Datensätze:
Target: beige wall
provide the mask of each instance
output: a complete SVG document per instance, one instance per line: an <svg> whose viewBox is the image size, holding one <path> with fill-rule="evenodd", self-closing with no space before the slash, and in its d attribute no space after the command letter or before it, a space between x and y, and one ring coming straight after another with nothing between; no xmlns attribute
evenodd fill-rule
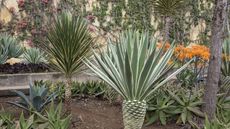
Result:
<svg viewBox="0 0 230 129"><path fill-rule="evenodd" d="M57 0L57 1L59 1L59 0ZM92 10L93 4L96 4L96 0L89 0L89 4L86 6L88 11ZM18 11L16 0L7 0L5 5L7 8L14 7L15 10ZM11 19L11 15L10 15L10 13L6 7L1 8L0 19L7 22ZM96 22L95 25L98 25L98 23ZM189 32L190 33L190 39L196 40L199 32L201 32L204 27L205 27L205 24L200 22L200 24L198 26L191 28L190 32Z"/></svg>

* * *

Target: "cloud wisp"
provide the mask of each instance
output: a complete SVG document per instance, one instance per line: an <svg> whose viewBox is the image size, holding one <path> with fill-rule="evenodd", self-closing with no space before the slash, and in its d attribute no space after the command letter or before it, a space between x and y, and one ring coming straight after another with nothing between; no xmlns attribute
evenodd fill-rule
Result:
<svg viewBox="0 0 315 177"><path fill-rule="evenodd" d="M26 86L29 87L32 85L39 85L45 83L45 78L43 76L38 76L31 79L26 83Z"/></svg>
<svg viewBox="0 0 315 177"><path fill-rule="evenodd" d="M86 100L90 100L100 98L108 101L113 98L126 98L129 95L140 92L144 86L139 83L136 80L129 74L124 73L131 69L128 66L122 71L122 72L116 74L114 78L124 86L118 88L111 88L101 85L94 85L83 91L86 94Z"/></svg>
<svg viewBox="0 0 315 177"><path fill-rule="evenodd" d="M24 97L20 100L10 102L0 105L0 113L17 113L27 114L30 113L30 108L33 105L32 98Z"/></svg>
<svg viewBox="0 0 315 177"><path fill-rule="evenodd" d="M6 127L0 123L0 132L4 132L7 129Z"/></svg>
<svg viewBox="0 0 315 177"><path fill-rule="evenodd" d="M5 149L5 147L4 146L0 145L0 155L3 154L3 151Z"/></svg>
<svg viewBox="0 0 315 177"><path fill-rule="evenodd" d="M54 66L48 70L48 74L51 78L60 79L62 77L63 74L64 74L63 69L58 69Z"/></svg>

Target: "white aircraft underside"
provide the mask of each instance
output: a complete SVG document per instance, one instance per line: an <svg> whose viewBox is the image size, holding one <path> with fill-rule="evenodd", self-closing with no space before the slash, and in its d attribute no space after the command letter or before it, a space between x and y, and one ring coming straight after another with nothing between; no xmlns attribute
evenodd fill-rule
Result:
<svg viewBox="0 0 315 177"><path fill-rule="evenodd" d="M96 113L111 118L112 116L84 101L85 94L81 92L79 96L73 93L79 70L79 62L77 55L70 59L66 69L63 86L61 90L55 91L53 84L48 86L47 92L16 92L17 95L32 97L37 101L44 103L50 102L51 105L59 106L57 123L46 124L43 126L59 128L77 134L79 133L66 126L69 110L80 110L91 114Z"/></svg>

---

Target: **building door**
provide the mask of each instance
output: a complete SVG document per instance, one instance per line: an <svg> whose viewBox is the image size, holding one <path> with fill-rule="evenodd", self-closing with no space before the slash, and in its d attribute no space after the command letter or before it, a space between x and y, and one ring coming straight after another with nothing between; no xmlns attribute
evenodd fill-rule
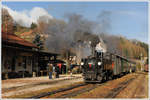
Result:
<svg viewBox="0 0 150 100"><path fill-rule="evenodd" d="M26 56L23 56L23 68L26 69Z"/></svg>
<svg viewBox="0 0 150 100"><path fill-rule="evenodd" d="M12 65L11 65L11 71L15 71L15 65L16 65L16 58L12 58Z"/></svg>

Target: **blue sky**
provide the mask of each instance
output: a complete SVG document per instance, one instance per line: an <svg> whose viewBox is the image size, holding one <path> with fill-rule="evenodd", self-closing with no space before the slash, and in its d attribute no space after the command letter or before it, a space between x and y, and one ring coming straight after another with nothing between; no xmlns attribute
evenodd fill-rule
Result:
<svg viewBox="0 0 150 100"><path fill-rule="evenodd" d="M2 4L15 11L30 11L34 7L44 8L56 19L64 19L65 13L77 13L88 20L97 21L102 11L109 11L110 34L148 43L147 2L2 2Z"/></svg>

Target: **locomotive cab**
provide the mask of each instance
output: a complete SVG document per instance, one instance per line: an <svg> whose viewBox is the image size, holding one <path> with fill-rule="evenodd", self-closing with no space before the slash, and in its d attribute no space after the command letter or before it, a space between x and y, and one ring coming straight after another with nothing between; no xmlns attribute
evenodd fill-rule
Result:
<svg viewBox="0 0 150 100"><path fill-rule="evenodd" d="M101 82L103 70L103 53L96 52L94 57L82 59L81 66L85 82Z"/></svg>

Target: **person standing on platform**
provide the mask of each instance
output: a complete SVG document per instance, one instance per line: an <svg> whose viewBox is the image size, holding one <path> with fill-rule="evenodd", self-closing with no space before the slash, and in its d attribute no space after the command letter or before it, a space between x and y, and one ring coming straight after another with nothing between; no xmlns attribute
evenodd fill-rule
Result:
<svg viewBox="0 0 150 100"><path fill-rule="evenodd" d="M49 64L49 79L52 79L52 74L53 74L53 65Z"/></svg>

Zu lösende Aufgabe – Ordne die Zeilen aus dem Material als nummerierte Liste an: Fang bei der Zeile mit „Target: **person standing on platform**“ an und hör nach der Zeile mit „64L49 79L52 79L52“ auf. Leerzeilen lässt du weg.

Lösung zur Aufgabe –
1. Target: **person standing on platform**
2. provide the mask of each instance
3. output: a complete SVG document per instance, one instance per line: an <svg> whose viewBox is the image size, holding one <path> with fill-rule="evenodd", self-closing with no space before the slash, and in its d attribute no space after the command letter or before it, a space between x and y, and one ring coming straight after another with nothing between; no xmlns attribute
4. evenodd fill-rule
5. Result:
6. <svg viewBox="0 0 150 100"><path fill-rule="evenodd" d="M49 64L49 79L52 79L52 74L53 74L53 65Z"/></svg>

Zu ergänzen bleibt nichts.